REQUIRED ACTION:
Could the lines from the start of the data through the line with "TARGET = cat's chin" be set down exactly, with no pictures among them?

(INPUT RECORDS begins)

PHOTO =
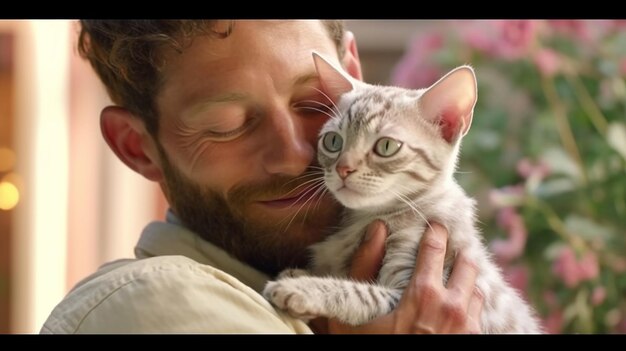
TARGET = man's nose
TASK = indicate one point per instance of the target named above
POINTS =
(288, 150)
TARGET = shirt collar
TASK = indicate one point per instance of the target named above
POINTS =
(172, 238)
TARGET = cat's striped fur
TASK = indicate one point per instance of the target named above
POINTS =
(405, 190)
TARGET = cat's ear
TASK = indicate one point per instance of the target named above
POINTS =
(450, 102)
(334, 81)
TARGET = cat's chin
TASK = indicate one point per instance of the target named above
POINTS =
(352, 199)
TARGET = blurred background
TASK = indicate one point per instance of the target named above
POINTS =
(545, 158)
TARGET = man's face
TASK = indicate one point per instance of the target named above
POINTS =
(239, 145)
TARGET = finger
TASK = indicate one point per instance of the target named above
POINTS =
(369, 256)
(431, 254)
(463, 278)
(475, 311)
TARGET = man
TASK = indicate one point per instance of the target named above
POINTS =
(209, 110)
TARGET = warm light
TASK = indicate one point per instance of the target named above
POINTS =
(13, 178)
(9, 196)
(7, 159)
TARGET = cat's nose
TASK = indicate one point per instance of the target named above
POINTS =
(344, 171)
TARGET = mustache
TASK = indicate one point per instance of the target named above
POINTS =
(277, 187)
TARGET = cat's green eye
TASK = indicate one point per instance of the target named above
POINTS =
(332, 142)
(387, 147)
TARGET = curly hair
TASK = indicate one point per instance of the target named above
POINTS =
(128, 55)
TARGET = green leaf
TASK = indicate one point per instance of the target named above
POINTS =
(616, 137)
(586, 227)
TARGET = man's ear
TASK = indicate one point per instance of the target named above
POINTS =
(130, 141)
(350, 61)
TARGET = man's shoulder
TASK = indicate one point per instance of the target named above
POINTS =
(163, 294)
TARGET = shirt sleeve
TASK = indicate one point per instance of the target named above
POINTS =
(167, 294)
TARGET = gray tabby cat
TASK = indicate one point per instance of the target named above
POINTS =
(390, 154)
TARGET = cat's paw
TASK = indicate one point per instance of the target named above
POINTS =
(288, 297)
(292, 273)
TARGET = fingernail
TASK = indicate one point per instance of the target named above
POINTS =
(371, 230)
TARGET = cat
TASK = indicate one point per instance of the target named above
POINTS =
(390, 153)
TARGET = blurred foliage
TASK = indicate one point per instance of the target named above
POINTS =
(545, 156)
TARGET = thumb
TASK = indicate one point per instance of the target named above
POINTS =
(368, 258)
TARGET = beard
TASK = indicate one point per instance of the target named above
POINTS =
(268, 245)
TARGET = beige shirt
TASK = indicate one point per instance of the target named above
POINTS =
(178, 283)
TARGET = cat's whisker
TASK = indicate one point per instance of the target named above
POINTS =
(335, 107)
(313, 188)
(303, 184)
(412, 205)
(315, 174)
(315, 193)
(331, 115)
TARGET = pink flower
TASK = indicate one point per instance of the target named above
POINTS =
(619, 264)
(622, 66)
(588, 266)
(571, 271)
(509, 39)
(548, 62)
(598, 295)
(511, 248)
(575, 28)
(516, 37)
(416, 69)
(549, 297)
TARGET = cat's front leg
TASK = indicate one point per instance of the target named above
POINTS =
(294, 296)
(292, 273)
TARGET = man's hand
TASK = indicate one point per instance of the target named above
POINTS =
(427, 306)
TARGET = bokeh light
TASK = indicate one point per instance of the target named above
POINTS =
(9, 196)
(7, 159)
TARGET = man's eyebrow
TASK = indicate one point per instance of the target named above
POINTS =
(306, 79)
(205, 104)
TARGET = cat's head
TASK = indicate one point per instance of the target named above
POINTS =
(388, 143)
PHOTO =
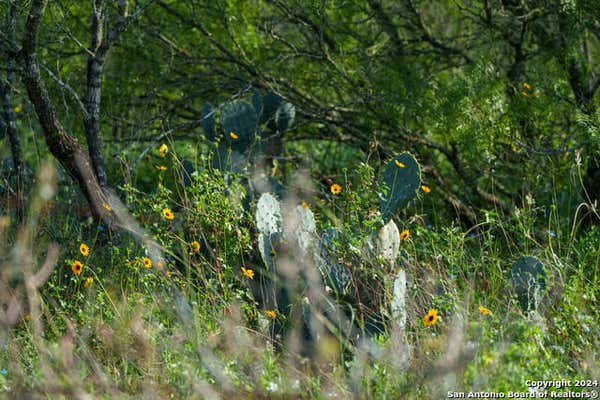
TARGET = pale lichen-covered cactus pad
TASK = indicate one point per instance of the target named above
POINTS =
(528, 278)
(269, 224)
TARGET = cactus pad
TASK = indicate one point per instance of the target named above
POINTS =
(239, 122)
(528, 278)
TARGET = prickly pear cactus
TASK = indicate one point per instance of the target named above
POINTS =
(334, 273)
(304, 229)
(401, 179)
(285, 116)
(208, 123)
(225, 159)
(398, 303)
(269, 224)
(528, 279)
(239, 122)
(275, 112)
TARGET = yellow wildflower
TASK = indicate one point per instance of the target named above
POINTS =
(168, 214)
(76, 267)
(163, 150)
(248, 272)
(336, 189)
(147, 262)
(431, 317)
(84, 249)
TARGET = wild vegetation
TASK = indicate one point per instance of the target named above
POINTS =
(299, 199)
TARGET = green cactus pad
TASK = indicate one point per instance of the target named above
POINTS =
(528, 279)
(401, 179)
(208, 123)
(285, 116)
(238, 117)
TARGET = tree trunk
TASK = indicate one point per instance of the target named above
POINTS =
(69, 152)
(8, 115)
(93, 97)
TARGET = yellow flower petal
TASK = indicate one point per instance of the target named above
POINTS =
(431, 317)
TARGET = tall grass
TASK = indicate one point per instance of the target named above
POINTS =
(193, 326)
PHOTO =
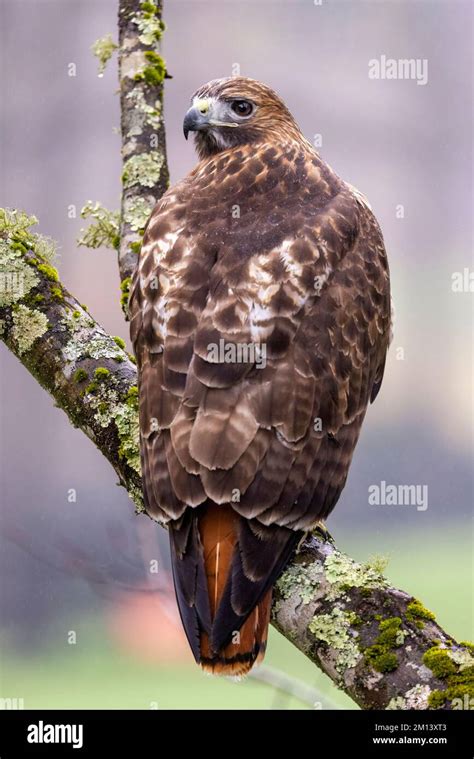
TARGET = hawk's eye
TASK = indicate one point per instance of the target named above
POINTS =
(242, 107)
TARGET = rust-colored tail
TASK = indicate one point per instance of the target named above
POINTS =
(224, 569)
(218, 527)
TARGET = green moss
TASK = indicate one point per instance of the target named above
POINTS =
(302, 580)
(396, 703)
(101, 374)
(381, 655)
(391, 633)
(132, 394)
(28, 326)
(125, 288)
(461, 684)
(150, 26)
(439, 661)
(355, 620)
(377, 562)
(49, 271)
(57, 294)
(80, 375)
(118, 341)
(104, 229)
(436, 699)
(343, 573)
(417, 612)
(137, 212)
(148, 7)
(385, 662)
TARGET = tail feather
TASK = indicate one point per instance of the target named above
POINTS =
(224, 568)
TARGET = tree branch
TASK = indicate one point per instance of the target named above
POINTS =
(377, 643)
(142, 71)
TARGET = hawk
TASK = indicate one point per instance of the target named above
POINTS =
(260, 319)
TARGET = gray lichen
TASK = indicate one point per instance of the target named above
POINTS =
(104, 229)
(103, 49)
(28, 326)
(137, 211)
(300, 579)
(335, 630)
(143, 169)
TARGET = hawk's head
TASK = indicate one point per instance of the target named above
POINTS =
(237, 111)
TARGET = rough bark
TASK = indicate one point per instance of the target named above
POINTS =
(377, 643)
(141, 74)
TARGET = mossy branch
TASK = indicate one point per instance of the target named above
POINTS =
(142, 71)
(377, 643)
(87, 372)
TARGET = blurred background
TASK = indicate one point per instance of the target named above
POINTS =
(83, 620)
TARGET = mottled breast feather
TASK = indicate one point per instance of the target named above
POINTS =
(265, 246)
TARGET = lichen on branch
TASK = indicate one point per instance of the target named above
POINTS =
(142, 72)
(88, 373)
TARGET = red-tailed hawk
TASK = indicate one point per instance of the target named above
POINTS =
(260, 317)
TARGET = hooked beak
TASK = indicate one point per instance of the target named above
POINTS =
(195, 120)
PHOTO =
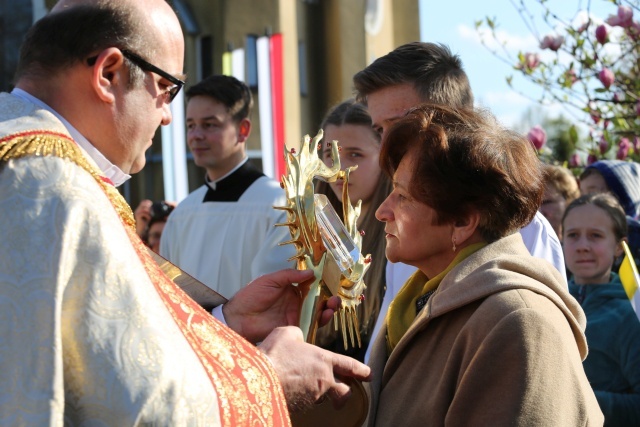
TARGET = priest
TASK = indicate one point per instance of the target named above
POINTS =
(91, 330)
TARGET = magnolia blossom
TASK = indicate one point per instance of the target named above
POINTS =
(624, 18)
(570, 77)
(537, 136)
(633, 31)
(574, 161)
(623, 149)
(603, 146)
(602, 34)
(606, 77)
(552, 42)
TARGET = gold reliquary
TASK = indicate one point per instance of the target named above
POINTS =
(323, 242)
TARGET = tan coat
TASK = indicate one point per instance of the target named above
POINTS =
(500, 343)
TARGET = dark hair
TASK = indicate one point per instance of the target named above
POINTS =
(465, 161)
(351, 112)
(70, 35)
(436, 74)
(608, 203)
(562, 180)
(231, 92)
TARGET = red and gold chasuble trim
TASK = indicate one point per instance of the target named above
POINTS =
(248, 390)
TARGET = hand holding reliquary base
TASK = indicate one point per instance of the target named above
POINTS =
(314, 228)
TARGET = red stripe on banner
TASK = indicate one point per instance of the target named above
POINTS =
(277, 100)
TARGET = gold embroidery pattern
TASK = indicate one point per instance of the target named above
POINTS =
(248, 390)
(239, 373)
(46, 143)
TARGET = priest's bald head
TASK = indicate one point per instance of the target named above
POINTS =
(110, 68)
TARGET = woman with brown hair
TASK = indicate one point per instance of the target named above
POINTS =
(483, 333)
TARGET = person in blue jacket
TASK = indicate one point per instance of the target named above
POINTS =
(594, 227)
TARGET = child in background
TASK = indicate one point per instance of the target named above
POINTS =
(560, 189)
(594, 227)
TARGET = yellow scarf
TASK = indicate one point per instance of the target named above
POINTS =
(402, 310)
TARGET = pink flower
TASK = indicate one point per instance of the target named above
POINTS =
(574, 160)
(624, 18)
(602, 34)
(551, 42)
(606, 77)
(603, 146)
(633, 31)
(570, 77)
(537, 136)
(623, 149)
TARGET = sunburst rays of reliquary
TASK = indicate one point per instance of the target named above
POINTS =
(306, 237)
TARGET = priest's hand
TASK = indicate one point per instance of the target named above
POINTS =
(271, 301)
(307, 372)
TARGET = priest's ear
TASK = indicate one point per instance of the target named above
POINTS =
(244, 130)
(108, 74)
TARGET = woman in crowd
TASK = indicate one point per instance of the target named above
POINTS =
(349, 123)
(483, 333)
(594, 228)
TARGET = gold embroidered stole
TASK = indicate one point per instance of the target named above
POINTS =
(247, 387)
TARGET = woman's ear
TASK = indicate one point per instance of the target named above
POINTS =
(619, 249)
(465, 228)
(244, 129)
(108, 74)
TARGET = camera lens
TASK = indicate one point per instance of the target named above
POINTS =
(160, 209)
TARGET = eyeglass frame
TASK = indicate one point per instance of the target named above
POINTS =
(147, 66)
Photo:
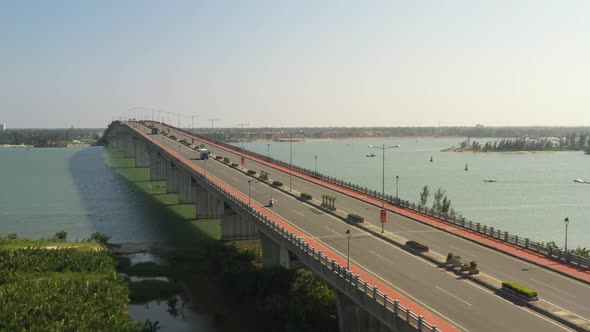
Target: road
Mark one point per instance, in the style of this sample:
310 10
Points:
462 303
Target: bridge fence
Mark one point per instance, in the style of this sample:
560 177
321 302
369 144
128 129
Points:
397 309
539 247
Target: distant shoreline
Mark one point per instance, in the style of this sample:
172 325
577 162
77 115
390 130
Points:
364 138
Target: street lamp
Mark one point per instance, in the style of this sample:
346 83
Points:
566 221
383 179
348 235
291 157
316 164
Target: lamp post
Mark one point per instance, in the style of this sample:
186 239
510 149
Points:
348 234
316 164
566 221
249 187
383 179
291 157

(INPUT RECORDS ends)

SOLUTION TO THIS TASK:
PHOTO =
TARGET = man's nose
TASK = indicate one point per instance of the target named above
POINTS =
(288, 150)
TARGET = shirt collar
TASK = indicate one point per instance of the target named above
POINTS =
(172, 238)
TARGET = cat's striped fur
TASK = indicate one point per instance of the target named above
POINTS =
(405, 190)
TARGET = cat's ear
TASK = indicate one point per instance of the target named above
POINTS =
(450, 102)
(334, 81)
TARGET = cat's chin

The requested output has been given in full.